**Краткое задание 1:** По какому городу, согласно исходному тексту, всё ещё проходит Кант?
**Краткое задание 2:** Перепишите слово в слово отрывок исходного текста начиная со слов «И где возьму» и заканчивая словами «веточкой в руке.» включительно.

**Исходный текст:**
◆ ◆ ◆ ◆

Ну, как же я тебя оставлю?
Ну, как же я тебя предам?
И где возьму благоразумье:
“За око – око, кровь – за кровь”?
Германия, мое безумье!
Германия, моя любовь!
Ну как же я тебя отвергну,
Мой столь гонимый Vaterland,
Где все еще по Кёнигсбергу
Проходит узколицый Кант.
Где Фауста нового лелея
В другом забытом городке —
Geheimrat Goethe по аллее
Проходит с веточкой в руке.
Ну как же я тебя отрину,
Моя германская звезда,
Когда любить наполовину
Я не научена, когда
От песенок твоих в восторге
Не слышу лейтенантских шпор,
Когда мне свят Святой Георгий
Во Фрейбурге, на Schwabentor,
Когда меня не душит злоба
На Кайзера взлетевший ус, —
Когда в влюбленности до гроба
Тебе, Германия, клянусь!
Нет ни волшебной, ни премудрей
Тебя, благоуханный край,
Где чешет золотые кудри
Над вечным Рейном – Лорелей
Я знаю правду! Все прежние правды – прочь!
Не надо людям с людьми на земле бороться!
Смотрите: вечер! Смотрите: уж скоро ночь!
О чем – поэты, любовники, полководцы?
Уж ветер стелется, уже земля в росе,
Уж скоро звездная в небе застынет вьюга,
И под землею скоро уснем мы все,
Кто на земле не давали уснуть друг другу.
В певучем граде моем купола горят,
И Спаса Светлого славит слепец бродячий,
И я дарю тебе свой колокольный град —
Ахматова! – и сердце свое в придачу.
Играй, играй, гармонь моя!
Сегодня тихая заря,
Сегодня тихая заря, —
Услышит милая моя.
Поедем в Ца-арское Се-ело,
Свободны, веселы и пьяны,
Там улыбаются уланы,
Вскочив на крепкое седло.

◆ ◆ ◆ ◆

**Выдержка из данных:**
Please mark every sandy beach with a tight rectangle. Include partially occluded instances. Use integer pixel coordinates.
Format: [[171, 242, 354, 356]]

◆ ◆ ◆ ◆

**Письменный ответ 1:** По Кёнигсбергу.

**Письменный ответ 2:**
И где возьму благоразумье:
“За око – око, кровь – за кровь”?
Германия, мое безумье!
Германия, моя любовь!
Ну как же я тебя отвергну,
Мой столь гонимый Vaterland,
Где все еще по Кёнигсбергу
Проходит узколицый Кант.
Где Фауста нового лелея
В другом забытом городке —
Geheimrat Goethe по аллее
Проходит с веточкой в руке.